• **Brief 1**:
Answer these questions from the passage on Searle and Derrida, one line each, marked as below.
(a) Whose speech act theory does Searle say Derrida interprets wrongly?
(b) What question opens Signature event context, as quoted in the passage?
(c) Which cases does Derrida call "important" to him?
• **Brief 2**:
For each statement, say whether the passage on Searle and Derrida agrees with it (yes or no) and quote the words that decide it.
(a) Searle dismisses the questioning gesture of Signature event context as merely rhetorical.
(b) Derrida says he concentrates primarily on the points that seem most important.
(c) Searle's reading is aimed at what Derrida presumably means.
• **Brief 3**:
Proceed with the passage on Searle and Derrida, picking up after its last sentence.

• **Extract**:
--- Start ---

Here, however, it is less a matter of dissent than of correction, as the assessments of Derrida’s reflections as misunderstandings, confusions and mistakes, repeated several times on each page, make clear. In particular, Searle finds Derrida’s interpretation of John Austin’s speech act theory so wrong that he can only name the “major misunderstandings and mistakes” in order to show the “crucial ways” of misunderstanding (ibid., p. 203). The unspoken precondition for such a statement is the conviction to be able to distinguish with certainty what is “major” and “crucial” from what is minor and irrelevant, i.e. to find the representative parts of the text. Even more: in view of Derrida’s stated confusion, it is more likely for his opponent to find the intellectual substrate beyond the text than in it. Since Searle is concerned with creating clarity and eliminating ambiguity, his reading interest is directed exclusively and explicitly to what Derrida presumably means. The doubtful, questioning gesture that determines Signature event context from the very first sentence (“Is it certain that […]?”, Derrida, 1988, p. 1) is therefore excluded from consideration as merely rhetorical; the diction, declared to be difficult to understand, must first be made usable for argumentation: “Stated in its most naked form, and leaving out the confusion about citationality, the structure of Derrida’s argument is this: […]” (Searle, 1977, p. 203). Derrida’s rebuttal is directed not least against this conviction, which he wilfully turns into its opposite. Accordingly, there is nothing at all to be left out.

On the other hand, as one will have already noticed, I do not “concentrate,” in my reading (for instance, of the Reply), either exclusively or primarily on those points that appear to be the most “important,” “central,” “crucial.” Rather, I deconcentrate, and it is the secondary, eccentric, lateral, marginal, parasitic, borderline cases which are “important” to me and are a source of many things, such as pleasure, but also insight into the general functioning of a textual system. (Derrida, 1988, p. 44)

--- End ---

• **Data block**:
--- Start ---

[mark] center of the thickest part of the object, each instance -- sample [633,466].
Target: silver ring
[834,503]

--- End ---

• **Response 1**:
(a) John Austin's.
(b) "Is it certain that […]?"
(c) The secondary, eccentric, lateral, marginal, parasitic, borderline cases.

• **Response 2**:
(a) Yes: "is therefore excluded from consideration as merely rhetorical"
(b) No: "I do not “concentrate,” in my reading (for instance, of the Reply), either exclusively or primarily on those points that appear to be the most “important,” “central,” “crucial.”"
(c) Yes: "his reading interest is directed exclusively and explicitly to what Derrida presumably means"

• **Response 3**:
This turn against representative places fits, it seems, precisely with Derrida’s critique of representation. However, this critique, since it articulates itself as general and fundamental, is itself dependent on a kind of representation. When Derrida, in Signature Event Context, introduces “the interpretation of writing that is peculiar and proper to philosophy,” in order to then distance himself from it, Condillac’s Essai sur l'origine des connaissances humaines suffices for him as a pars pro toto: “I shall limit myself to a single example, but I do not believe that a single counterexample can be found in the entire history of philosophy as such” (ibid., p. 3). The exemplariness of this example proves to be less in the way it is taken out of its context than in the way Derrida puts the “entire history of philosophy” into it. His treatment of Searle’s Reply is at once more subtle and more violent. It consists in an attempt to abandon representative argumentation altogether. What Derrida does to answer Searle’s objections is to quote the latter’s text not representatively but completely. Disguised as a “technical convention,” this is initially justified with the argument of reader-friendliness and clarity:

Since the readers cannot be expected to remember the two texts verbatim, and yet no resumé will be adequate, I shall quote at length, as I already said, from Sec [Signature event context] and from the Reply, in order, as far as possible, to avoid confusion, distortion, displacement, or biased selection. (Ibid., p. 45)

What Derrida does, then, in responding to Searle’s objections, is to reproduce the Reply entirely and largely in its order, but in small passages. The extent of these quotations is often not more than one word or a short phrase; only exceptionally do we find quotations of several lines. Thus, finally, Searle’s text accumulates as a whole, but it does not stand as a whole (which, in the hermeneutical tradition, would be supposed to be more than its parts). In relation to such a whole, each of these parts is rather isolated, embodying Derrida’s text-context interest with his already quoted catchwords: “eccentric, lateral, marginal.”

But the same is true for Derrida’s rebuttal. The long, hundred-page text thematizes its strict limitation outwardly and inwardly. As the title Limited Inc abc… already announces, this limitation is measured by the letters of the alphabet, which give the headings to the sections of the essay. The first section of the text is headed “d” (because “abc” is already in the title). Up to and including section “k,” Derrida deals with theoretical preliminaries and “technical conventions.” The actual discussion with Searle thus takes place between “l” and “z.” The letters refer to the order of the alphabet, which is known to be arbitrary. Derrida, however, relates arbitrariness and contingency: “This is not without a certain arbitrariness. Its effect: henceforth I will have at my disposal only 18 letters or 18 blows and I will have to make the best of them. But, one will protest, is not this limit utterly contingent, artificial and external? […] That is the question” (ibid., p. 45).

One must add, however, that while the characters of the alphabet are arbitrary, the positions of the individual letters in the alphabet are conventionally clearly fixed and therefore precisely non-contingent. In this way, Derrida condemns his own text as well as Searle’s to radical immanence and performs, indeed executes, the process of decontextualization and iteration in a manner that is not exemplary but totalizing. The opponent is completely present with his text, and because there is no remainder of his text, he can be completely brought down. Therefore, Derrida’s response to Searle’s Reply is ultimately a reading that aurates, establishes presence, and radically excludes contingency.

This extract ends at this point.